DOCUMENT SECTION -

▽

Divers with Disabilities Get Hands-on with Rebreathers for the First Time
Working on inclusion of disabled persons within the diving community
People with disabilities are one of the most excluded groups in our society, and among the hardest hit in times of crisis, like the current one. So we love when initiatives are taken to promote inclusion of disabled persons, especially within our diving community.
Recently, the Prague Wheelchair Sports Club (SKV) and the Divesoft team enjoyed an extraordinary demo day together. Members of the wheelchair diving club were introduced to diving with a CCR Liberty for the very first time, giving them the opportunity to experience the equipment professional divers use, learn about a completely new diving technique and compare it with the open-circuit scuba they are accustomed to.
For these students who use wheelchairs in their daily lives, the weightlessness of being underwater helps limit some of the challenges they face on land. For this reason, many have found a love for the sport of diving and were invited for a demo day with the Divesoft team in early October. This wasn’t, however, just any ordinary day of diving for the students. Although SKV members regularly participate diving lessons, they have only trained with open circuits. This time around, they had the opportunity to try out a rebreather, taking their diving experience to a whole new level.
Teamwork makes the difference
The event took place at a pool in Holešovice, Prague. It was attended by 6 SKV members, along with their diving instructor and head of the SKV diving division, Tomáš Kratochvíl, who is quadruplegic and has an impressive 120 dives under his belt. The Divesoft team was present with Jakub Šimánek and Jakub Sláma, together with personal assistants who helped SKV members with changing their clothes and getting in and out of the water.
Following the introduction, participants donned their wetsuits, received basic information about the Liberty rebreather, and finally took the plunge. As soon as the participants got in the water, the Divesoft team took the reins.
The first step in using the new gear was to properly adjust the rebreather’s harness so that it fit each diver properly. In doing so, the instructors used the quick-release and removable buckles to make wearing the unit as comfortable as possible. Jakub Šimánek paid special attention to ensuring that the rebreather itself was set up correctly. "We helped the divers warm up their lungs and put BOVs in their mouths. We then helped them make a test turn, i.e. a barrel roll. In this way, we were able to test whether water would leak into their masks, and if they felt comfortable breathing from the device. Next, Tomáš Kratochvíl and I held the charges on each side of the device and helped the students move underwater,” said Jakub Šimánek of the initial process.

△

DATA EXTRACT -
▽

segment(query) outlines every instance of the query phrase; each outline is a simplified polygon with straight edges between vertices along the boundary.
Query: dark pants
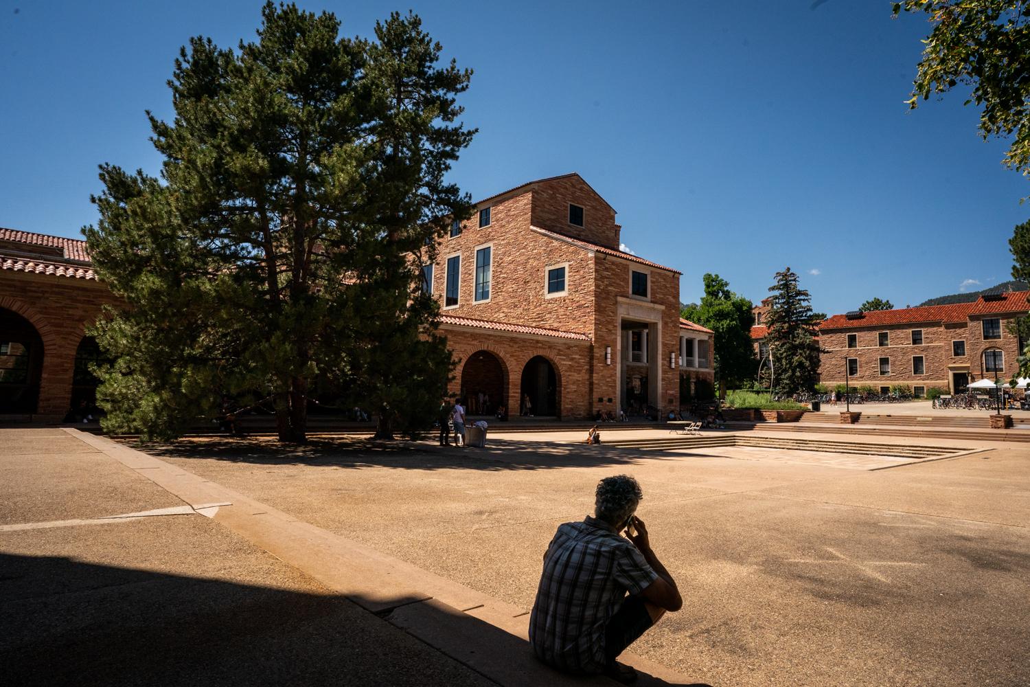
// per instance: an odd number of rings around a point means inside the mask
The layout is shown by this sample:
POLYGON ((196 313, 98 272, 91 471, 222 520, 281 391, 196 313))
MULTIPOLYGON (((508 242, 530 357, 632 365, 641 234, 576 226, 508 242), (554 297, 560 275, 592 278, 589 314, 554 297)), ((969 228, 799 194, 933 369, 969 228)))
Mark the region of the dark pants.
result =
POLYGON ((644 605, 644 597, 626 596, 622 606, 605 625, 605 660, 608 664, 614 663, 618 655, 653 624, 651 614, 644 605))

△

WORK TO BE COMPLETED - In the article on divers with disabilities trying rebreathers, where was the demo day held?

YOUR SOLUTION - At a pool in Holešovice, Prague.